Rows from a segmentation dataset
+++

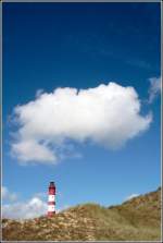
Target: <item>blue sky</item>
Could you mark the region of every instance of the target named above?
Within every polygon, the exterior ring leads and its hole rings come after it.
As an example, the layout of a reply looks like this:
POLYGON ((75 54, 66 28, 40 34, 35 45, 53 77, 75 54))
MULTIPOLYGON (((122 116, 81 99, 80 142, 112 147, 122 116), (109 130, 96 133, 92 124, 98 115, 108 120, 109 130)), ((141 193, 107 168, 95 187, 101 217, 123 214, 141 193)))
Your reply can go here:
POLYGON ((161 98, 147 99, 149 78, 160 72, 160 3, 3 3, 3 186, 25 202, 55 181, 58 208, 87 202, 109 206, 155 190, 161 98), (115 150, 72 142, 80 157, 55 166, 22 166, 10 155, 17 127, 9 118, 17 105, 35 100, 38 89, 48 94, 109 82, 133 86, 140 114, 152 112, 142 134, 115 150))

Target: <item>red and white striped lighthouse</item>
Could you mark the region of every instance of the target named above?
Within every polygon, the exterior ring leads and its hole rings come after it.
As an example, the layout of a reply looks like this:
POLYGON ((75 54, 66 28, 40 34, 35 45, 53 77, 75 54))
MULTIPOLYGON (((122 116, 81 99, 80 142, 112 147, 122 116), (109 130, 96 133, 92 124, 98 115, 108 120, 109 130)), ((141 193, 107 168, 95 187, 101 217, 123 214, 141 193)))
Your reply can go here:
POLYGON ((55 214, 55 185, 54 182, 50 182, 48 192, 48 217, 55 214))

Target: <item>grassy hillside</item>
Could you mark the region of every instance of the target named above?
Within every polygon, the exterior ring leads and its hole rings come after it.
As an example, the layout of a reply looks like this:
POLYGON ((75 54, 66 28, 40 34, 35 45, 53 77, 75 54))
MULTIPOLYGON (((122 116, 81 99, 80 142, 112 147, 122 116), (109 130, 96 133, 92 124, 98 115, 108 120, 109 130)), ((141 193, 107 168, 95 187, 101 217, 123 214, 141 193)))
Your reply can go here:
POLYGON ((3 240, 26 241, 159 241, 161 190, 118 206, 78 205, 52 218, 2 220, 3 240))

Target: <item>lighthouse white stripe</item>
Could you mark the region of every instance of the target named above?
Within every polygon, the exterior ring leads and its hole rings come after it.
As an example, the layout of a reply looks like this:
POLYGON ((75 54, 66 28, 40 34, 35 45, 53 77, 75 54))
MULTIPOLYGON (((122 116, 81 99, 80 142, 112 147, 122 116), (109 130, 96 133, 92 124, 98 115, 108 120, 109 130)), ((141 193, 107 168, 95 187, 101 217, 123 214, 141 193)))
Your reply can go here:
POLYGON ((54 205, 48 205, 48 211, 54 211, 55 208, 54 208, 54 205))
POLYGON ((49 195, 49 197, 48 197, 48 202, 54 202, 54 195, 49 195))

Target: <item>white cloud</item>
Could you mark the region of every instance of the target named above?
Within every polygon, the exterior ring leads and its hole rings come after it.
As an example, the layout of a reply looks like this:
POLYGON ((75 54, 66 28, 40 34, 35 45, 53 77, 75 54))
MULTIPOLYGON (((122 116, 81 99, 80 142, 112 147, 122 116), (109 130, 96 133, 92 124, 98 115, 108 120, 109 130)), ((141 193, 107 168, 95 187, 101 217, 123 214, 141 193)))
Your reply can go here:
POLYGON ((11 219, 29 219, 47 214, 47 203, 39 197, 27 202, 15 202, 2 206, 2 217, 11 219))
POLYGON ((130 201, 131 198, 137 197, 137 196, 139 196, 139 194, 136 194, 136 193, 130 194, 129 196, 127 196, 127 197, 125 198, 125 201, 130 201))
POLYGON ((11 193, 7 186, 1 187, 1 194, 2 194, 2 201, 15 201, 17 198, 17 195, 15 193, 11 193))
POLYGON ((151 114, 140 114, 133 87, 116 83, 96 88, 57 88, 14 109, 18 129, 12 154, 21 162, 57 163, 75 151, 72 142, 118 148, 146 131, 151 114))
POLYGON ((152 104, 155 97, 161 92, 161 77, 151 77, 149 78, 150 88, 149 88, 149 104, 152 104))

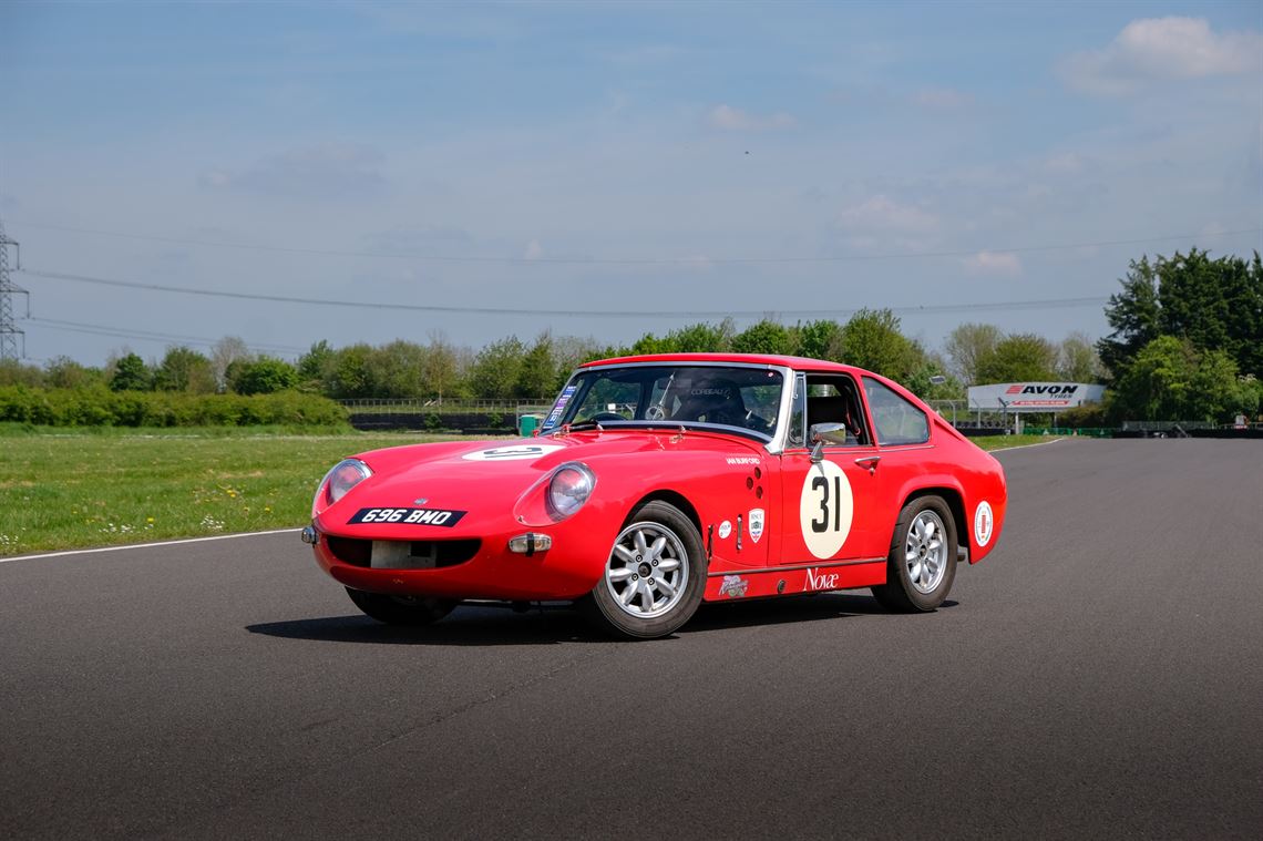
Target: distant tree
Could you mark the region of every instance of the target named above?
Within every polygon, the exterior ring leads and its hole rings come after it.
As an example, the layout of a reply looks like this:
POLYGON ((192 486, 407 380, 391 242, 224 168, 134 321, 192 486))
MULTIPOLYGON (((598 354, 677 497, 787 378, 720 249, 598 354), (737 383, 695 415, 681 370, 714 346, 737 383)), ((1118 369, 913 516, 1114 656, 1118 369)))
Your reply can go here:
POLYGON ((951 374, 947 364, 937 355, 926 355, 925 362, 909 376, 901 380, 901 385, 916 394, 922 400, 964 400, 965 385, 951 374), (942 383, 933 383, 935 378, 943 378, 942 383))
POLYGON ((733 336, 738 354, 791 354, 793 343, 784 325, 764 318, 733 336))
POLYGON ((38 388, 43 384, 44 373, 39 367, 15 359, 0 359, 0 385, 38 388))
POLYGON ((154 371, 154 388, 159 391, 211 394, 217 390, 211 360, 191 347, 168 347, 154 371))
POLYGON ((54 356, 44 365, 44 385, 53 389, 85 389, 100 385, 105 375, 99 367, 86 367, 69 356, 54 356))
POLYGON ((552 333, 544 331, 522 357, 513 395, 527 399, 552 397, 556 384, 557 365, 553 362, 552 333))
POLYGON ((1140 349, 1162 332, 1158 304, 1158 271, 1148 256, 1132 260, 1127 277, 1119 283, 1123 290, 1110 295, 1105 321, 1113 332, 1096 342, 1101 362, 1116 379, 1140 349))
POLYGON ((337 354, 327 340, 313 342, 311 349, 298 357, 299 384, 307 389, 327 393, 336 357, 337 354))
POLYGON ((298 370, 283 359, 259 356, 234 366, 232 390, 237 394, 273 394, 298 385, 298 370))
POLYGON ((237 336, 225 336, 211 346, 211 374, 215 386, 224 391, 229 388, 229 366, 232 362, 248 362, 254 359, 245 340, 237 336))
POLYGON ((153 373, 140 356, 128 354, 114 364, 110 389, 114 391, 149 391, 153 389, 153 373))
POLYGON ((794 330, 791 331, 794 337, 793 355, 808 359, 829 359, 830 350, 837 346, 841 330, 841 326, 836 321, 829 319, 796 325, 794 330))
POLYGON ((736 327, 731 318, 717 325, 696 323, 673 330, 667 342, 673 354, 722 354, 734 350, 736 327))
POLYGON ((1170 259, 1133 260, 1105 318, 1113 332, 1098 342, 1118 380, 1142 347, 1158 336, 1187 340, 1197 351, 1226 352, 1243 374, 1263 376, 1263 263, 1210 259, 1190 249, 1170 259))
POLYGON ((518 371, 527 349, 517 336, 486 345, 470 366, 470 390, 485 400, 506 400, 514 397, 518 371))
POLYGON ((335 351, 330 397, 338 400, 378 397, 373 379, 373 347, 360 342, 335 351))
POLYGON ((951 371, 964 383, 979 383, 978 369, 981 360, 995 352, 1004 337, 995 325, 965 323, 950 333, 943 350, 951 360, 951 371))
POLYGON ((368 365, 373 370, 373 397, 395 399, 428 397, 426 361, 424 347, 402 338, 373 349, 368 357, 368 365))
POLYGON ((1057 347, 1057 376, 1070 383, 1100 380, 1100 356, 1086 333, 1070 333, 1057 347))
POLYGON ((560 391, 570 379, 571 371, 590 362, 594 359, 605 359, 605 349, 596 343, 592 337, 580 338, 578 336, 560 336, 553 338, 553 360, 557 365, 557 378, 548 394, 560 391))
POLYGON ((1187 420, 1197 354, 1192 343, 1159 336, 1137 351, 1114 389, 1114 408, 1125 419, 1187 420))
POLYGON ((899 331, 899 318, 889 309, 861 309, 839 333, 841 359, 893 380, 907 380, 925 364, 921 346, 899 331))
POLYGON ((427 394, 440 399, 461 397, 460 356, 438 331, 429 333, 423 376, 427 394))
POLYGON ((978 383, 1057 379, 1057 349, 1043 336, 1010 333, 978 365, 978 383))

+++

## The request
Reproduce without alteration the stretch of lines from the line containing "Target: distant tree" through the line containing "POLYGON ((951 374, 947", including both of those lines.

## The output
Target: distant tree
Could you mark the region of every instance of the target named above?
Within every polygon, the exterior ring leads and its hole rings come after it.
As an example, the layout of a reply looks like this:
POLYGON ((192 486, 407 380, 391 242, 224 168, 134 321, 192 486))
MULTIPOLYGON (((598 354, 677 497, 787 378, 720 249, 598 354), (737 383, 695 415, 681 370, 714 346, 737 383)), ((1118 369, 913 516, 1114 656, 1118 369)))
Your reply can go here:
POLYGON ((951 374, 947 364, 937 355, 926 355, 925 362, 909 376, 901 380, 901 385, 916 394, 922 400, 964 400, 965 385, 951 374), (942 383, 933 383, 935 378, 943 378, 942 383))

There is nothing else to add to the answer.